(Stored entries)
------------------------------------

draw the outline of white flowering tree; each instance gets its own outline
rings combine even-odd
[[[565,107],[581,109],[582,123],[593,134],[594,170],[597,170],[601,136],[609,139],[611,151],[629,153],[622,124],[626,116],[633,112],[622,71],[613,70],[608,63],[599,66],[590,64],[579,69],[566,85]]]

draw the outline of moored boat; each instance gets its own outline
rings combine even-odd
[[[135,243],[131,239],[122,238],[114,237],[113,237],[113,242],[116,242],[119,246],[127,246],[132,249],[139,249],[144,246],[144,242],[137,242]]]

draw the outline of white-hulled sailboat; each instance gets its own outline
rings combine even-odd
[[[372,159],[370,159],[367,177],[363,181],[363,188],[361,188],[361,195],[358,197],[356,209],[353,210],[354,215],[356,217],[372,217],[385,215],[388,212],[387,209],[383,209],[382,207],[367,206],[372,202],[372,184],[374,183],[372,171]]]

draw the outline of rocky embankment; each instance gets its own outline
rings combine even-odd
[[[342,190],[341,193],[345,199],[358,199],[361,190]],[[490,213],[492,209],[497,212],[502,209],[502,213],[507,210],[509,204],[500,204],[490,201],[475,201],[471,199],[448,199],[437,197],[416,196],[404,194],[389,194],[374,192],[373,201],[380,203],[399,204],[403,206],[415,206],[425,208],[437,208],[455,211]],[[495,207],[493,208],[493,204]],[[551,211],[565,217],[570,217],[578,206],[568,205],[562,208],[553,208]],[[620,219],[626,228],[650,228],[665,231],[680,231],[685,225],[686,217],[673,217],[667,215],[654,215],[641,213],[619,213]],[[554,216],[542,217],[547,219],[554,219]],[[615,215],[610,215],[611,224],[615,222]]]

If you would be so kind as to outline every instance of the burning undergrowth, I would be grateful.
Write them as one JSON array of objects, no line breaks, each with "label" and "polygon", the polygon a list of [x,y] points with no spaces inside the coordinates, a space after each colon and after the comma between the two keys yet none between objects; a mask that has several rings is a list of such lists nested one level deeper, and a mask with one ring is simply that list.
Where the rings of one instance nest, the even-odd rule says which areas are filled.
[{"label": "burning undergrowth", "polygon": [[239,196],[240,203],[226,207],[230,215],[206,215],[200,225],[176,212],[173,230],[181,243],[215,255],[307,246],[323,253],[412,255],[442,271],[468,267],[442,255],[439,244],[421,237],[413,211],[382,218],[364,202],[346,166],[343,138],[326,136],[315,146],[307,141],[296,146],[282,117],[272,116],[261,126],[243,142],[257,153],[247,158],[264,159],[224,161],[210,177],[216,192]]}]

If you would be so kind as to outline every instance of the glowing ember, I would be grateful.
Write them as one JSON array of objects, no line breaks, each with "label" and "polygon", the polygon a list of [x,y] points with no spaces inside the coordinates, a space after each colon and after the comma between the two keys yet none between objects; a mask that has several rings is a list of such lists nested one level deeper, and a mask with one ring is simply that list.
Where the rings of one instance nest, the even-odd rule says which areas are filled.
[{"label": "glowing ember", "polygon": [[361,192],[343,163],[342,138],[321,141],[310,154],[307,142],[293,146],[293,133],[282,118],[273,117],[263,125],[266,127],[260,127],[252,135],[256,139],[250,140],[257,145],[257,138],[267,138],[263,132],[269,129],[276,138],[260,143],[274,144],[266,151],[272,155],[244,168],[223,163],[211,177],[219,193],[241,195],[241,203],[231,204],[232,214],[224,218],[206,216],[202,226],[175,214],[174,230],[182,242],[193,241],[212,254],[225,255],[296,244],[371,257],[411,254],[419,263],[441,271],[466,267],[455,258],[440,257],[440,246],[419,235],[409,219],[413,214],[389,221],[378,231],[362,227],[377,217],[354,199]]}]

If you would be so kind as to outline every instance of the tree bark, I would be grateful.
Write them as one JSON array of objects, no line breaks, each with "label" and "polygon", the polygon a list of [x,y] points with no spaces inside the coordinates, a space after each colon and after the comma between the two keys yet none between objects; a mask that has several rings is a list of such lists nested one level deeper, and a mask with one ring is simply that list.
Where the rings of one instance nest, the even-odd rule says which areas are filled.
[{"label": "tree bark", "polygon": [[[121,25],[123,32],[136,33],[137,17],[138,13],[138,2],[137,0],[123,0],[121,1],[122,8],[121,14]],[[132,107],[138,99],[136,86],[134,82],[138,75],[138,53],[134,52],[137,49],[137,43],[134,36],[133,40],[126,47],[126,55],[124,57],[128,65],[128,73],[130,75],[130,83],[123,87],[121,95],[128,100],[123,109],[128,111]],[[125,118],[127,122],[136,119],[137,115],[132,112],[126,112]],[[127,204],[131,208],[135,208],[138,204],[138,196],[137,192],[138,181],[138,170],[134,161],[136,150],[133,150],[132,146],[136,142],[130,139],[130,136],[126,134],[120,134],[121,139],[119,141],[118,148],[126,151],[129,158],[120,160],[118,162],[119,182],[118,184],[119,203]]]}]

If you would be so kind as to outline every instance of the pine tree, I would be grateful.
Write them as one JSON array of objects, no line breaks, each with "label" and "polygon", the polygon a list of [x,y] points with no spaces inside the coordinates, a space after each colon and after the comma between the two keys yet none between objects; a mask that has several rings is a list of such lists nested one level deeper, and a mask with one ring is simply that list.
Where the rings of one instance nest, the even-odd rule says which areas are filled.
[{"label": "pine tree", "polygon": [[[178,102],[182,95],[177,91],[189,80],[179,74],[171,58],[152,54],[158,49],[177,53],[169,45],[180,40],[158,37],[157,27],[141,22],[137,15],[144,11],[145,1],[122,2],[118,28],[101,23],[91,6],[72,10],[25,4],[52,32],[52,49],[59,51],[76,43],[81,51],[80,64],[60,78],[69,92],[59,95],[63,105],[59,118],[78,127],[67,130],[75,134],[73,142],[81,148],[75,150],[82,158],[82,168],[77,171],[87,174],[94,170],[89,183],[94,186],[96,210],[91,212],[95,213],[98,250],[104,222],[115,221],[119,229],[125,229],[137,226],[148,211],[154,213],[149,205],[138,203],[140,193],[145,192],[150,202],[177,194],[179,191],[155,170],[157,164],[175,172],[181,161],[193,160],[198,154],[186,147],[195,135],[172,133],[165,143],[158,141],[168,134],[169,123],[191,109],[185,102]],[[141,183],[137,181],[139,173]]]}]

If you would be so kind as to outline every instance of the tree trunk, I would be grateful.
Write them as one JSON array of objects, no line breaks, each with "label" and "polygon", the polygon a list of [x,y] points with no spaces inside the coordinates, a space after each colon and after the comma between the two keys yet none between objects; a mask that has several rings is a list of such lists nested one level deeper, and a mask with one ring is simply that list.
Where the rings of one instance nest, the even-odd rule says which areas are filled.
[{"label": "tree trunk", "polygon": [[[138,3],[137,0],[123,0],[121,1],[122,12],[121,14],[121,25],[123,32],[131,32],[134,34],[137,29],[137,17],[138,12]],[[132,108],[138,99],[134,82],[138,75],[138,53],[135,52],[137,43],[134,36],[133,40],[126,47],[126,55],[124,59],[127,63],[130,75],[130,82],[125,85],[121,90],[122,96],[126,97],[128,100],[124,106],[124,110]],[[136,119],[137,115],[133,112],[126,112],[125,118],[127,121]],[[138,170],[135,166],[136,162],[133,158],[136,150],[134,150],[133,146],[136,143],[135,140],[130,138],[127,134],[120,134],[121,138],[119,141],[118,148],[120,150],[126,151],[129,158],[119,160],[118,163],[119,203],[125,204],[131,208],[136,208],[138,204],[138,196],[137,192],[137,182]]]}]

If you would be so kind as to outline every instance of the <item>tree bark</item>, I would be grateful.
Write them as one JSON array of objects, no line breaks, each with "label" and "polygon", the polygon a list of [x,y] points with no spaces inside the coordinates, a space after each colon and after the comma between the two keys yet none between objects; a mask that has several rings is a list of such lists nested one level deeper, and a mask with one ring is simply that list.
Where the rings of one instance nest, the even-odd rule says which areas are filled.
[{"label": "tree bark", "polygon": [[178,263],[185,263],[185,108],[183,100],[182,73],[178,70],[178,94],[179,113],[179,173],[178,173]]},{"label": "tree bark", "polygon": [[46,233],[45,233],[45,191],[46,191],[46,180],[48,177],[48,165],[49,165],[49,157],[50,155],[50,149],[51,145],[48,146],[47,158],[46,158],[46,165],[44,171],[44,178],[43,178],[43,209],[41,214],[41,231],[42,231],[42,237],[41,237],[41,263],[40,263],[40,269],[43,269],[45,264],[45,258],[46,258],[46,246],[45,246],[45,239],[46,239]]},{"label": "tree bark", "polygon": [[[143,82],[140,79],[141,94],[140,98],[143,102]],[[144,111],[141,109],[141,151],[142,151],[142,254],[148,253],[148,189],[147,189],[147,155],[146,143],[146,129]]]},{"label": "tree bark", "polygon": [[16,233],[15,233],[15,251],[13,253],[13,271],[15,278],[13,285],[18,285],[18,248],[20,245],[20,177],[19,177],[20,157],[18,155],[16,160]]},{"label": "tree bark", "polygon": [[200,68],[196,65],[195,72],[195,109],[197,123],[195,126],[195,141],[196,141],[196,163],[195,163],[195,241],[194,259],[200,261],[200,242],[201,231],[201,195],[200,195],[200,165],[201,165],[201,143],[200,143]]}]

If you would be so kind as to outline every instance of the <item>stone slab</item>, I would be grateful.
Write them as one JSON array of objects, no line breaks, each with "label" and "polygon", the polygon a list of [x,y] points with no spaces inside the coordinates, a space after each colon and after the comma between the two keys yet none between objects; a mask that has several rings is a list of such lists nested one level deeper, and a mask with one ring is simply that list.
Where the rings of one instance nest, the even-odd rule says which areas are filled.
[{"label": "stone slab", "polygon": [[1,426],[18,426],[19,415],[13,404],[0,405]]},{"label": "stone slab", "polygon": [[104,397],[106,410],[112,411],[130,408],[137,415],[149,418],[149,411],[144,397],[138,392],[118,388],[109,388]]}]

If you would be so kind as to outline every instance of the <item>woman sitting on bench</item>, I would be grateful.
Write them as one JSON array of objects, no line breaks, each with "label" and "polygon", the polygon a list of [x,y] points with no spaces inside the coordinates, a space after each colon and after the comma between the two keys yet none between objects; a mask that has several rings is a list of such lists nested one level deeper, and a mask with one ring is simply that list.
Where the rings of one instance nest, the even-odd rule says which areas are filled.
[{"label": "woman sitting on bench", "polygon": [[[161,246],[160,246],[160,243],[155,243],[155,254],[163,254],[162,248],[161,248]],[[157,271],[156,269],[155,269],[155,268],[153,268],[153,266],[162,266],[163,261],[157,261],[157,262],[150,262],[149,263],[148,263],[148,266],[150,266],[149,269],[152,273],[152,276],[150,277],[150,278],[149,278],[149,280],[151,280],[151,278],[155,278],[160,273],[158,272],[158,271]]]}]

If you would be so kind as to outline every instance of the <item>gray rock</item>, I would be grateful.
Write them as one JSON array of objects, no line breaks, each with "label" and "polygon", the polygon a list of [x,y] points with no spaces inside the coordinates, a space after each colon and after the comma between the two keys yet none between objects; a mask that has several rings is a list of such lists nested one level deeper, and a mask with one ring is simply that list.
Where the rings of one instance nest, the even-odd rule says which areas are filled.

------------------------------------

* [Problem details]
Exactly repeat the lines from the line that contains "bench</item>, I would be grateful." to the end of the entries, both included, and leave out all other lines.

* [Complete answer]
If you would be so kind as to outline every instance of the <item>woman sitting on bench</item>, I would be grateful.
Write them as one JSON array of objects, no line breaks, each with "label" and "polygon", the polygon a list of [x,y] points with no spaces inside the coordinates, a space after each colon and after the comma between the two keys yet none between objects; a mask that has several rings is a list of such lists nested one level deeper, and a mask with one ring is simply that list.
Where the rings of one instance nest, the even-odd rule says which areas are filled.
[{"label": "woman sitting on bench", "polygon": [[[161,246],[160,246],[160,243],[155,243],[155,254],[163,254],[162,248],[161,248]],[[157,271],[156,269],[155,269],[155,268],[153,268],[153,266],[162,266],[163,261],[157,261],[157,262],[150,262],[149,263],[148,263],[148,266],[150,266],[149,269],[152,273],[152,276],[150,277],[150,278],[149,278],[149,280],[151,280],[151,278],[155,278],[160,273],[158,272],[158,271]]]}]

If you would be so kind as to outline every instance of the <item>gray rock</item>, I would be grateful.
Write them as one JSON array of objects, no line breaks, each with "label" and "polygon", the polygon a list of [x,y] points with no spaces inside the coordinates, a space after each colon and after the comma between the two keys yet none between objects; a mask that has several rings is a list of such lists nested one level deeper, and a mask with one ring is simply that list.
Where the rings of one instance nest, the even-odd rule says which areas are filled.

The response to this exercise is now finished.